» WHAT THIS TASK INVOLVES: Each entry below is to be restated word for word, with no pictures carried over.

» RECORD SET:
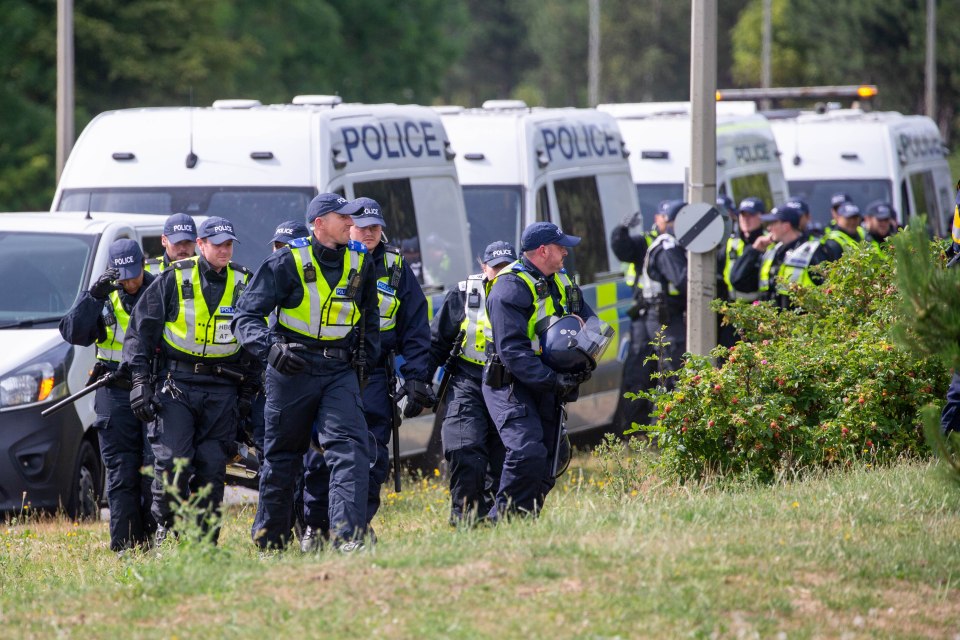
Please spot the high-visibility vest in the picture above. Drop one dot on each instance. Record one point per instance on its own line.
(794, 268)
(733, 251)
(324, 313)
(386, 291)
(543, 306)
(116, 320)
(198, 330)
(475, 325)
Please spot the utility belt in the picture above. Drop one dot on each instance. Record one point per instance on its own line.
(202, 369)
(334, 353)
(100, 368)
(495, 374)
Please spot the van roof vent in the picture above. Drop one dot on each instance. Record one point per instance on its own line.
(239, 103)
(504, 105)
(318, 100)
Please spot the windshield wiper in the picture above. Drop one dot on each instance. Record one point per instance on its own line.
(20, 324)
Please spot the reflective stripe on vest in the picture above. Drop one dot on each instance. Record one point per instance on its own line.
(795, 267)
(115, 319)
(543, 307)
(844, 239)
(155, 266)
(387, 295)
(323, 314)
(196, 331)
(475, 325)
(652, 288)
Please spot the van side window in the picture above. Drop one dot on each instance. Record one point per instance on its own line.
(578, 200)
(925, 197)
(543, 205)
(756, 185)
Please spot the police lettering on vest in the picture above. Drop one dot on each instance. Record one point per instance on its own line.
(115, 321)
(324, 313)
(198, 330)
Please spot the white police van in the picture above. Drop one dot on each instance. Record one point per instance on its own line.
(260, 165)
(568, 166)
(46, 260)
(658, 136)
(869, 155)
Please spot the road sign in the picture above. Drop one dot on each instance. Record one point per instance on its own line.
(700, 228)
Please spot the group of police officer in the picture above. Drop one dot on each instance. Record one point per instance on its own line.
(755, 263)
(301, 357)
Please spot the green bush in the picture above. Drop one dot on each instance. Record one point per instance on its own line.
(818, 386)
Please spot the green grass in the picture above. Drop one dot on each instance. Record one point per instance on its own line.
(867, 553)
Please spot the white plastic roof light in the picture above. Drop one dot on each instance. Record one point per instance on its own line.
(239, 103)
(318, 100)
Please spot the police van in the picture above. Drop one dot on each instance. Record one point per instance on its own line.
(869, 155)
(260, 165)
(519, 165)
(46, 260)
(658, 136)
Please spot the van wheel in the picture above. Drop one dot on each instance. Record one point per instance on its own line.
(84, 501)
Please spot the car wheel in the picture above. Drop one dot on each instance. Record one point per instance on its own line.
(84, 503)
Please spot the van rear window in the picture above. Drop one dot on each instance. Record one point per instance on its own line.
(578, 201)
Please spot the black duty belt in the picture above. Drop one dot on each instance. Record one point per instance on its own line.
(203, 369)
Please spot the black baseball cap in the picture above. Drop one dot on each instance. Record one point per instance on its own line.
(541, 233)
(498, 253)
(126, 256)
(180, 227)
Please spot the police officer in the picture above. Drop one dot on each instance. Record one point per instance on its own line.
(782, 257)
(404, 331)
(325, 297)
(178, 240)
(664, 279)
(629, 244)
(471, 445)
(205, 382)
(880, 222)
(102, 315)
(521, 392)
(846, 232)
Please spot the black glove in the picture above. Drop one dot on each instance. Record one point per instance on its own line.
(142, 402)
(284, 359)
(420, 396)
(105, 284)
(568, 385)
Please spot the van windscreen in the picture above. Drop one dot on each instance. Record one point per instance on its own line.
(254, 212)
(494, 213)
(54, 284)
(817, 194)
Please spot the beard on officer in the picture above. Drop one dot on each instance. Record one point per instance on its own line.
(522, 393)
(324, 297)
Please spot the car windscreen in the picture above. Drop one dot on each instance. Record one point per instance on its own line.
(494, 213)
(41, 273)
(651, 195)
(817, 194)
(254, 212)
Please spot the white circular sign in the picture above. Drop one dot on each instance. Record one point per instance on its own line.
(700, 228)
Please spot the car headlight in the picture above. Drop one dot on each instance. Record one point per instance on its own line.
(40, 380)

» EXPECTED OUTPUT:
Please spot the high-visibility vest in the picture above. Drop one dot on each instance. Record one point per instance on its own line.
(794, 268)
(733, 251)
(324, 313)
(386, 291)
(543, 306)
(116, 320)
(198, 330)
(475, 325)
Please spot the utility belt in the picture above. Drop one dot on each instance. Record one point per instance on its own line.
(202, 369)
(334, 353)
(100, 368)
(495, 374)
Please spot the van roof vent in the picture above. Drop one dot on each instance. Record one point per instance on its own line.
(239, 103)
(504, 105)
(318, 100)
Please spot the windshield wiper in the picture above. Drop one dot on each instance. Record one point per instance on its own line.
(20, 324)
Please spot the reflective stripe on vest in the picture above. Drop one dot on each instance. Record one point per instance on its own line.
(795, 267)
(115, 319)
(543, 307)
(844, 239)
(155, 266)
(387, 295)
(323, 314)
(196, 331)
(475, 325)
(652, 288)
Please spot the van side window in the picture above. Drop one dot on each instance. Record one point per instance on its own line.
(578, 200)
(925, 197)
(543, 205)
(756, 185)
Please spot the police lettering on vest in the picture above. Drop one dot on each instance. Record one point per instance on its own line.
(115, 321)
(324, 313)
(198, 330)
Please spot the white police van in the picture above. Drop one dot on each instance. Record one point per instance on its own line.
(260, 165)
(568, 166)
(46, 260)
(658, 136)
(869, 155)
Please spot the road sign in the picture above. Drop one dot on each instance. Record one point per instance on its own line.
(700, 228)
Please spot the group of police officer in the picture above. Drop one dot on each instance. Record one point per instance on its own line.
(755, 263)
(301, 357)
Please spot the green bush in the picture above. Drop one dot on each instance. Record one point per instance on its own line.
(818, 386)
Please spot the green grass in the picture above. Drop one dot on each instance. Record one point per instance on its own line.
(867, 553)
Please spot the white plastic roof light in the picture above. Drop one dot on each instance. Record one point per instance on its own line.
(239, 103)
(318, 100)
Please spot the police van in the picture above. Drop one dot on each instance. Record one point per instance on its own line.
(869, 155)
(260, 165)
(519, 165)
(46, 260)
(658, 136)
Please spot the van wheel in the picture above. Drop one dot on each instance. Record one point per instance on its own line.
(84, 501)
Please spot the car wheel in the picture above. Drop one dot on each instance. Record one point per instance on its own line.
(84, 503)
Please spot the van rear window in the picture above. Drop one dot on each instance. Record one point per instance on its own line.
(578, 201)
Please spot the black duty belt in the picture above. Drop one dot on each instance. Record one point per instance on its own line.
(203, 369)
Please spot the black baseball cap in the picture above. Drop one dot on each instance. Record one point per instance on its own line.
(541, 233)
(498, 253)
(126, 256)
(180, 227)
Please spot the police officer in the picture above. Drop one dot on each instance. Record one point per instance on its own line.
(782, 257)
(404, 331)
(325, 297)
(178, 240)
(664, 279)
(629, 244)
(471, 445)
(205, 382)
(880, 222)
(102, 315)
(521, 392)
(846, 232)
Please spot the black glove in the picture above. Drop one dot on each instance. Record one point per instance on its own line.
(142, 402)
(284, 359)
(420, 396)
(105, 284)
(568, 385)
Please spot the van windscreen in the picture above. Drop one dot on each instance. Record one point per instance on its own line.
(254, 212)
(494, 213)
(54, 284)
(817, 194)
Please spot the beard on officer in the picture above. Drop one dot on each instance. Record one point per instance on its own line.
(522, 393)
(324, 297)
Please spot the car windscreen in the picture above. Drop one dot on each instance. Record one point per instance on its own line.
(494, 213)
(41, 273)
(651, 195)
(817, 194)
(254, 212)
Please spot the white circular sign in the picture above. Drop one dot on each instance. Record one point per instance on its own line.
(700, 228)
Please spot the car headlight in the picture above. Drop one dot on each instance. Record one point per instance on its own line.
(40, 380)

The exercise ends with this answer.